## Passage shown
☆ ☆ ☆ ☆ ☆ ☆ ☆

# Transliteration

in our case, this will involve transliteration, and ensuring that each row has the appropriate features, i.e target and source languages, etc..

In [None]:
sentences = ['وحُلم المزارع هذا هوَ كلّ ما لدى بعض الناس',
 'ذلك الشيطان الماكر بلغارد شجع بورثوس وهذا ما حدث.',
 'هذهِ اخر محطة لي قبل ان اتقاعد',
 'اثداء كبيره لن تخسرها ابدا',
 'حسنا، الجميع يكون منتبه لهذه الخطوات.',
 'شخصـاً يضحك عندمـا يـرى الدم الذي يجعـل الأشخـاص الضعفـاء يتقيـأون',
 'أخبرته بشأن والدك صحيح؟',
 'آه, ماذا تريدين للعشاء؟',
 'أعلم, لكن ما الذي فعلتيه في الحقيقة؟',
 '. إن تسكعتِ معي فقط سوف يقبلونكِ في أسرع وقت']

## Camel Tools

In [5]:
from camel_tools.utils.charmap import CharMapper

sentence = "ذهبت إلى المكتبة."
print(sentence)

ar2bw = CharMapper.builtin_mapper('ar2hsb')
bw2ar = CharMapper.builtin_mapper('hsb2ar')

sent_bw = ar2bw(sentence)
sent_ar = bw2ar(sent_bw)
print(sent_bw)
print(sent_ar)


ذهبت إلى المكتبة.
ðhbt Ălý Almktbħ.

☆ ☆ ☆ ☆ ☆ ☆ ☆

## Task requirements
a) In the transliteration notebook, which module is CharMapper imported from?
b) Pick up the transliteration notebook after its last output line and carry it forward.

[Dataset excerpts on object pointing]
☆ ☆ ☆ ☆ ☆ ☆ ☆

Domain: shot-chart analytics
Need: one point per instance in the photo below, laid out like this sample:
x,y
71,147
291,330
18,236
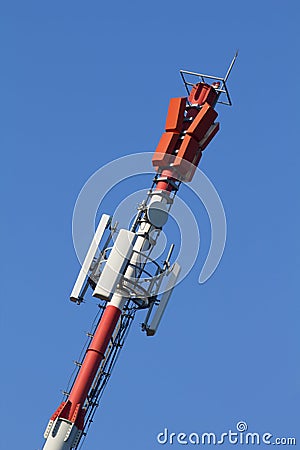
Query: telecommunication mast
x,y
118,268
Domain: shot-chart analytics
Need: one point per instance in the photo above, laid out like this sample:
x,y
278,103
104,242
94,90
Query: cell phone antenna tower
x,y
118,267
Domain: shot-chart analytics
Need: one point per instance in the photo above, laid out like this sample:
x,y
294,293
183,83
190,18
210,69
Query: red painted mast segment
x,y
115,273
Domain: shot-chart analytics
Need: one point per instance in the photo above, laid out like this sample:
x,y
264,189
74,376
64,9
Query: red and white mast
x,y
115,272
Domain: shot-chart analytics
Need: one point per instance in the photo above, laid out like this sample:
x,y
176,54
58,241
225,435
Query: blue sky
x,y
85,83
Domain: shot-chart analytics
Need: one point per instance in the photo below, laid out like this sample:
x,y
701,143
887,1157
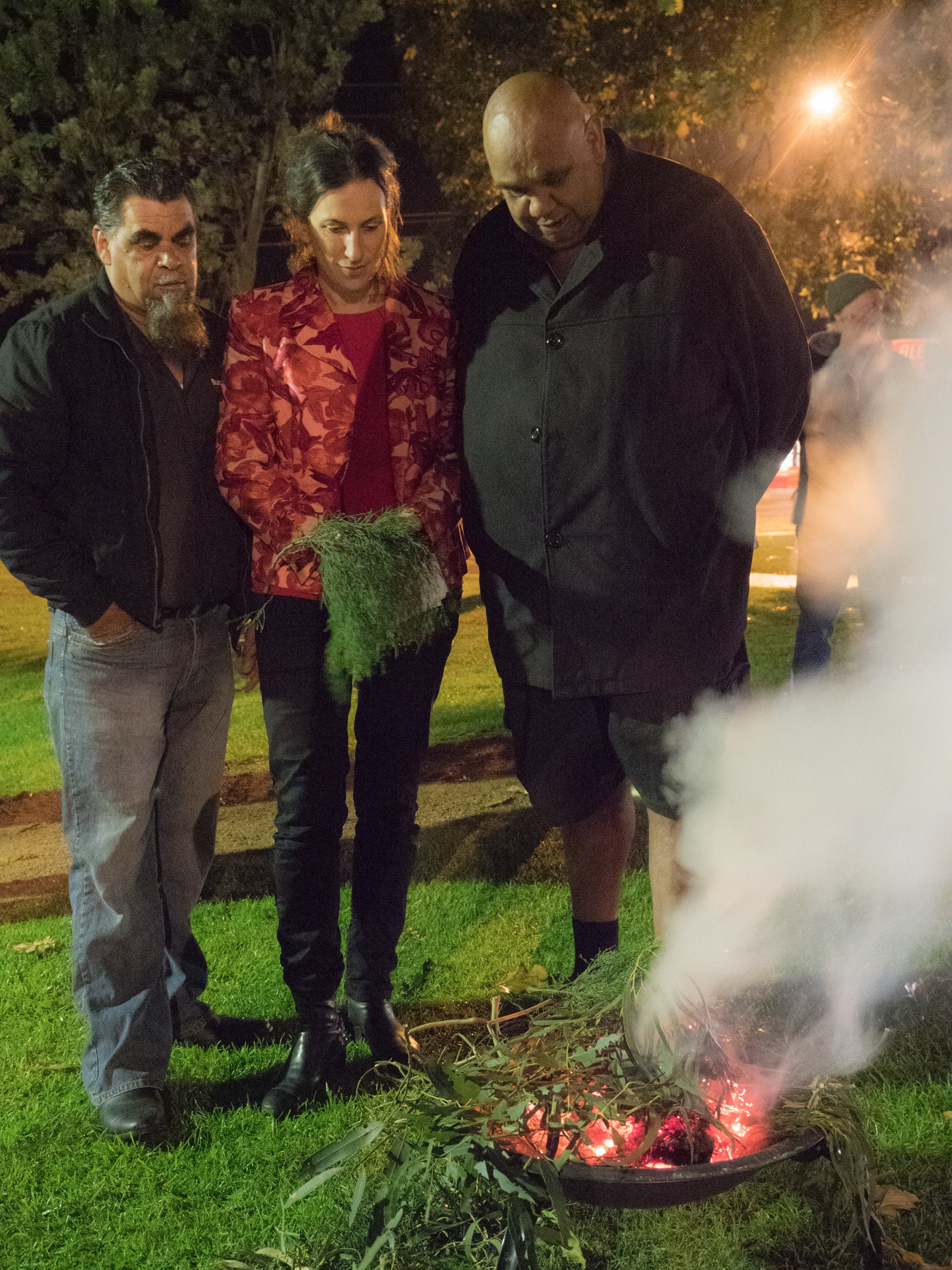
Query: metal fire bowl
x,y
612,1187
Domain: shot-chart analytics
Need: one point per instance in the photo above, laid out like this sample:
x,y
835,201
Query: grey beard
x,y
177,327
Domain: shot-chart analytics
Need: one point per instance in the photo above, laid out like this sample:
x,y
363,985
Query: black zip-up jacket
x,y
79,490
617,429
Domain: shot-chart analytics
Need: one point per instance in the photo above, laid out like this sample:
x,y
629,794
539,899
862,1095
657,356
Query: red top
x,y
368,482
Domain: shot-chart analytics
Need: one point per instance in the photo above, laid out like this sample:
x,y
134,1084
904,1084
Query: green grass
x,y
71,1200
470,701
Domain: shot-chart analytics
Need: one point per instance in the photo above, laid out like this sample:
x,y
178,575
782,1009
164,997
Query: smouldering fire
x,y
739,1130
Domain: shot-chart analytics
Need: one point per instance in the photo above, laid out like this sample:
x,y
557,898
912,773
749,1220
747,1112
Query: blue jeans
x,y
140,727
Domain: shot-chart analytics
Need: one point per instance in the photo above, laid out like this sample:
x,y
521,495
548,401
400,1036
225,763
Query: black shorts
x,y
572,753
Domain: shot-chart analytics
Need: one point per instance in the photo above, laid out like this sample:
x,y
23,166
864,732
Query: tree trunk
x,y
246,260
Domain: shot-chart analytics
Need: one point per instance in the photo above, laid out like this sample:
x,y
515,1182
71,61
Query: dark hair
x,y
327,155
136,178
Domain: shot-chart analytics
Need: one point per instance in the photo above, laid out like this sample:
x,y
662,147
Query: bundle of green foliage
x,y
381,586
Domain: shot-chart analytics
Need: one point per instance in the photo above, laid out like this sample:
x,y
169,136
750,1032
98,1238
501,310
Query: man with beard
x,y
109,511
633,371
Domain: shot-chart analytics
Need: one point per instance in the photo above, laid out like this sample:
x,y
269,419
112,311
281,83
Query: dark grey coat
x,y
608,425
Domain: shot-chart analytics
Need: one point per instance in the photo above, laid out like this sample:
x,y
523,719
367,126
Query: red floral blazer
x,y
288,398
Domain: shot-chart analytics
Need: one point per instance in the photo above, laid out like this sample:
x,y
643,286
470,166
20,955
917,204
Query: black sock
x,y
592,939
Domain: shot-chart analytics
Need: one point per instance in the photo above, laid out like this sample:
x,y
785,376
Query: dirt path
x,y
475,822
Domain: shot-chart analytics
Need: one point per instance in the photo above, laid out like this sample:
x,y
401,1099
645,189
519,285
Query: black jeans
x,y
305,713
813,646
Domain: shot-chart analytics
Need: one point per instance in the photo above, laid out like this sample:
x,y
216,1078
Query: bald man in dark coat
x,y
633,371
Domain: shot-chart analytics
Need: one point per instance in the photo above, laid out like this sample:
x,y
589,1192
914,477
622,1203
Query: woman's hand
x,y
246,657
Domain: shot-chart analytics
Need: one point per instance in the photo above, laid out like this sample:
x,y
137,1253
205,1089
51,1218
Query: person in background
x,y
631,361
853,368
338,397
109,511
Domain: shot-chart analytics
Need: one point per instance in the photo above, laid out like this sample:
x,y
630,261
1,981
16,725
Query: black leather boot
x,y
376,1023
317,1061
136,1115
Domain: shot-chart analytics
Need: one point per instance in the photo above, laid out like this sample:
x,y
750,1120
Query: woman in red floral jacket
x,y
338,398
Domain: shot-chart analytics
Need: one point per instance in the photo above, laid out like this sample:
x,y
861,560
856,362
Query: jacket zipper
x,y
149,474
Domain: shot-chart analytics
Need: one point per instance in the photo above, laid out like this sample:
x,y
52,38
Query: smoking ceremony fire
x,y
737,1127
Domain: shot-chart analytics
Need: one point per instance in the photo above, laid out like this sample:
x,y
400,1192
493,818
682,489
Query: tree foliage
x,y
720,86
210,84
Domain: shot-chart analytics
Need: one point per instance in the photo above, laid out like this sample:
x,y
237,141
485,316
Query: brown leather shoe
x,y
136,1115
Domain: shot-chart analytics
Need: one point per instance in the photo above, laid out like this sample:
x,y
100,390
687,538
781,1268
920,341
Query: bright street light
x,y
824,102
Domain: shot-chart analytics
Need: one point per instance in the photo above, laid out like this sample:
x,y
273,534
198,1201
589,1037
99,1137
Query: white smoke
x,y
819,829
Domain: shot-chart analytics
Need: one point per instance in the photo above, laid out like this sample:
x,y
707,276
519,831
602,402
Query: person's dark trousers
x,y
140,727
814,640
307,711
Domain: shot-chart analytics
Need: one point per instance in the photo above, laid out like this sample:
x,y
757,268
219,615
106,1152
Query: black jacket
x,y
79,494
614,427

☆ ☆ ☆ ☆ ☆ ☆ ☆

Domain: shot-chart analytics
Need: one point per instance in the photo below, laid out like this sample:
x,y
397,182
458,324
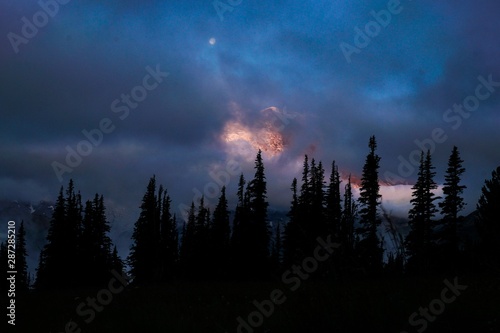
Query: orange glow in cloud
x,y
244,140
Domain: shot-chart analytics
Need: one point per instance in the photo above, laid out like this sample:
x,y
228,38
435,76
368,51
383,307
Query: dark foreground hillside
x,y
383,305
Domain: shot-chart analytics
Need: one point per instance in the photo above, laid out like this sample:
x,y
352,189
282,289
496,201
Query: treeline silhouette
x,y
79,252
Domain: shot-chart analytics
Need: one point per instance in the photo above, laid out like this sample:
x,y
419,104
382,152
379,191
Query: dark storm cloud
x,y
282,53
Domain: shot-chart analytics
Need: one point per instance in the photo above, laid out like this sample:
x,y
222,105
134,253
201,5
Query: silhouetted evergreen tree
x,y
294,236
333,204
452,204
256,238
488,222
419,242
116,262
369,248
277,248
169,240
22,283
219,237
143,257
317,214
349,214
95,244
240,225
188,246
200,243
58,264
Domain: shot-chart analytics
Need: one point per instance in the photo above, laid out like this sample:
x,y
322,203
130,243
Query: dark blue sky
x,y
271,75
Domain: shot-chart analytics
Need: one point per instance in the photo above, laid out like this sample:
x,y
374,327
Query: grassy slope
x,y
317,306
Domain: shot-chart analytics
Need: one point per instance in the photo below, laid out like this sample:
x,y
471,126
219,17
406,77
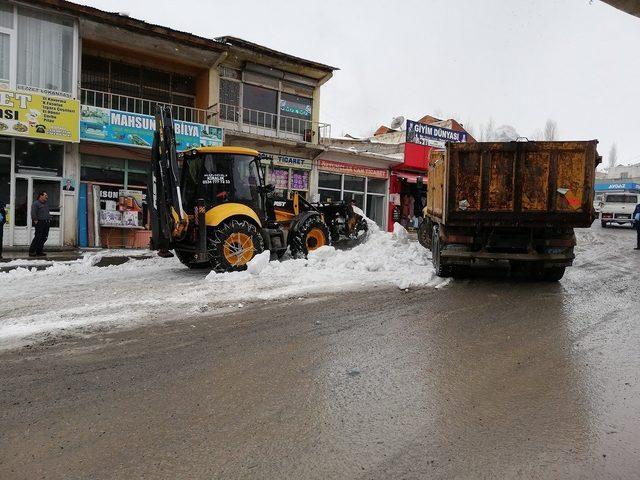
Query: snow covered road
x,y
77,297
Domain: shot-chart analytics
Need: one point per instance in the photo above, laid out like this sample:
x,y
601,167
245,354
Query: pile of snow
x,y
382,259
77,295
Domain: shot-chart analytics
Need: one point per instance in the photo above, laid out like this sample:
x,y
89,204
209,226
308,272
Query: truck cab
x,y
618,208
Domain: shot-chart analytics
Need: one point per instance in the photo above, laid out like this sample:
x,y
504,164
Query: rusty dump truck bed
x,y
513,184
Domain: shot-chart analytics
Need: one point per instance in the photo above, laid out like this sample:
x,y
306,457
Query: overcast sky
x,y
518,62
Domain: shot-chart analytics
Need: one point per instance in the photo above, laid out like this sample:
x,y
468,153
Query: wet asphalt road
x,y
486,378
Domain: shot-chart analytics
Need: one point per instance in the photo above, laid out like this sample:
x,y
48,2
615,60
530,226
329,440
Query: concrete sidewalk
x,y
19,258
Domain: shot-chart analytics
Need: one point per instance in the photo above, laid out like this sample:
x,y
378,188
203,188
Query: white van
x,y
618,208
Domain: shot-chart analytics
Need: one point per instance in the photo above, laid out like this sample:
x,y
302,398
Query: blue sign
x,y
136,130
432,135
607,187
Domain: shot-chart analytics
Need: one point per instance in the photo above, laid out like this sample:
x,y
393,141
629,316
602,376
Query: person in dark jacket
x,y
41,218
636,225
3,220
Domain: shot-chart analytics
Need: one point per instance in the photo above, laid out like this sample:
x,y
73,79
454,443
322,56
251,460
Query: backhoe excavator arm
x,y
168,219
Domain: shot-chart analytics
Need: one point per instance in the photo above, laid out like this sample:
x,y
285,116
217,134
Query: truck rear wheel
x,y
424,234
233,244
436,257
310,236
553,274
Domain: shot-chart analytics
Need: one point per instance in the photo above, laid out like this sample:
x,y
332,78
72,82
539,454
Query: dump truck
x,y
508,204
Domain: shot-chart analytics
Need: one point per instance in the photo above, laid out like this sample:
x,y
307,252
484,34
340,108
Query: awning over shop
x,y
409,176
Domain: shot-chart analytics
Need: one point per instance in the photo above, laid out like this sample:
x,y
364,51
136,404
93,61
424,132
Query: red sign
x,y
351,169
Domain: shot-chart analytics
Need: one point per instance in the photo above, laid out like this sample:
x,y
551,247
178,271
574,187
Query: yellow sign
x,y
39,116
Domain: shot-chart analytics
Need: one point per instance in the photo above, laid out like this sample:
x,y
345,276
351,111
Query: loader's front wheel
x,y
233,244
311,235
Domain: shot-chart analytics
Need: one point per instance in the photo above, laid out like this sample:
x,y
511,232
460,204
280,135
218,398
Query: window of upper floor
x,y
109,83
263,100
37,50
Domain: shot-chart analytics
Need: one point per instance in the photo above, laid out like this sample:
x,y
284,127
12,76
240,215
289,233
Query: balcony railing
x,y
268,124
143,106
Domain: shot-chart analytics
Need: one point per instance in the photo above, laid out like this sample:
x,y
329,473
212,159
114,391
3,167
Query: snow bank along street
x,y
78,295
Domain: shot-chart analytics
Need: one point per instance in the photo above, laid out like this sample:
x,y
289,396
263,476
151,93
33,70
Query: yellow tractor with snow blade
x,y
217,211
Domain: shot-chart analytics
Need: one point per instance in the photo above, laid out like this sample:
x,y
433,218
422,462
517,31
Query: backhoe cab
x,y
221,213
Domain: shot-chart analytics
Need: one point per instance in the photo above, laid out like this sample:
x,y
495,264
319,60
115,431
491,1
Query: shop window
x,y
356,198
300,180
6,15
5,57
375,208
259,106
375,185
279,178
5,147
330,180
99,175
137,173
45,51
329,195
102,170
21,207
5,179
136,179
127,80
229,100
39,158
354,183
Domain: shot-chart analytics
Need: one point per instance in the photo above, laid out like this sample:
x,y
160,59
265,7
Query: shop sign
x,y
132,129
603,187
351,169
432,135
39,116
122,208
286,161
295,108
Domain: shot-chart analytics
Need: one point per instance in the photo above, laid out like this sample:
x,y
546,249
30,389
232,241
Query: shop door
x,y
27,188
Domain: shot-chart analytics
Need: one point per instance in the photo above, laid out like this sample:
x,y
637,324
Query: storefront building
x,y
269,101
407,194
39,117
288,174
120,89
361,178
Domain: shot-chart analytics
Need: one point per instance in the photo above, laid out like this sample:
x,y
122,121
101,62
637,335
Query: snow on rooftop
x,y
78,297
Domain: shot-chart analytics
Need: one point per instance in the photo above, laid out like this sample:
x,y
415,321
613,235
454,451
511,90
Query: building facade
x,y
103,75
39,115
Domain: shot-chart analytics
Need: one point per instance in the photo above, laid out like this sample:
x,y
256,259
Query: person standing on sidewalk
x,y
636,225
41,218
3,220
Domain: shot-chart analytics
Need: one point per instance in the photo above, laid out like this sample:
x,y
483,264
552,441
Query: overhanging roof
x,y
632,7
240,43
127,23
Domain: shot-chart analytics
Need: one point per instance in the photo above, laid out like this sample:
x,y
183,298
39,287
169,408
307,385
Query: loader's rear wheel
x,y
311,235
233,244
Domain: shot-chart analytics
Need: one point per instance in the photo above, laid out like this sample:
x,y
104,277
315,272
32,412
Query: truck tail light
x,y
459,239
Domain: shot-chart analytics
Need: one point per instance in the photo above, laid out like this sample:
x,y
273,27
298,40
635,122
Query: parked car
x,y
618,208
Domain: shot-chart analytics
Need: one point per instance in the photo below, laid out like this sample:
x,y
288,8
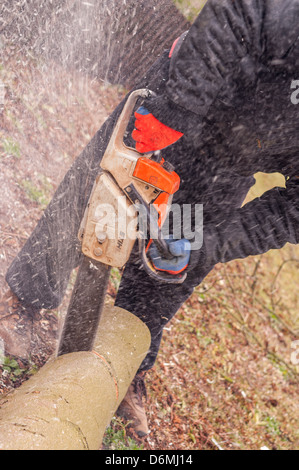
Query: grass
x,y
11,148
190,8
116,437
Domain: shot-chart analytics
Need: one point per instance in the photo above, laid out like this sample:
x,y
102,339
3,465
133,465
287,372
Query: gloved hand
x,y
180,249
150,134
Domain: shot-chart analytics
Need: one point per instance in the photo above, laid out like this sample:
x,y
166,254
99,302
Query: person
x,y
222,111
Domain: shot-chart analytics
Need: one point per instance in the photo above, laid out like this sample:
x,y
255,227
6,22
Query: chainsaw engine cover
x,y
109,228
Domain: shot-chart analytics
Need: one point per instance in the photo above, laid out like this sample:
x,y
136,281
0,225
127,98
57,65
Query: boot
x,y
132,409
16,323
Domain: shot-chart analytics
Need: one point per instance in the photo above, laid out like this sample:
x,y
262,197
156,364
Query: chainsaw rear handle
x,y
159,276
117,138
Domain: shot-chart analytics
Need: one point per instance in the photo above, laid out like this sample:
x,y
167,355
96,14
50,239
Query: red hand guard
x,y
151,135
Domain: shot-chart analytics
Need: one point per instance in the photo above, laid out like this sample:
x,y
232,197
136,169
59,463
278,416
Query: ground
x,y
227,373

☆ ☆ ☆ ☆ ☆ ☆ ☆

## Written responses
a) camel_tools.utils.charmap

b)
ذهبت إلى المكتبةْ



The mapping, as show in this example, is fully reversible. Going from arabic to HSB and the to arabic fully preserves the sentence, which is one of the main requirements we have in our choice.

## Arabic Transliterator

In [4]:
import sys
import os

# Add directory to PATH
sys.path.append('../..')
from src.utils.transliterator import ArabicTransliterator

"""Test Latin to Arabic transliteration"""
print("\n=== Testing Latin to Arabic Transliteration ===")

test_words = [
    "mar7aba",      # Hello
    "salaam",       # Peace
    "shukran",      # Thank you
    "kaifa 7alak",  # How are you?
    "sabah al5air", # Good morning
    "madrasa",      # School
    "kitaab",       # Book
    "bab",          # Door
    "bayt",         # House
    "sadiiq"        # Friend
]

transliterator = ArabicTransliterator()

for word in test_words:
    results = transliterator.transliterate(word, limit=3)
    print(f"\nInput: {word}")
    for i, result in enumerate(results, 1):
        print(f"  {i}. {result}")


    phonetic = transliterator.pronunciate(result, limit=1)
    arabic_from_phonetic = transliterator.to_arb(phonetic[0], limit=1)
    print(f"latin->Phonetic → Arabic: {arabic_from_phonetic[0]}")

    print(f"Results match: {'Yes' if word == arabic_from_phonetic[0] else 'No'}")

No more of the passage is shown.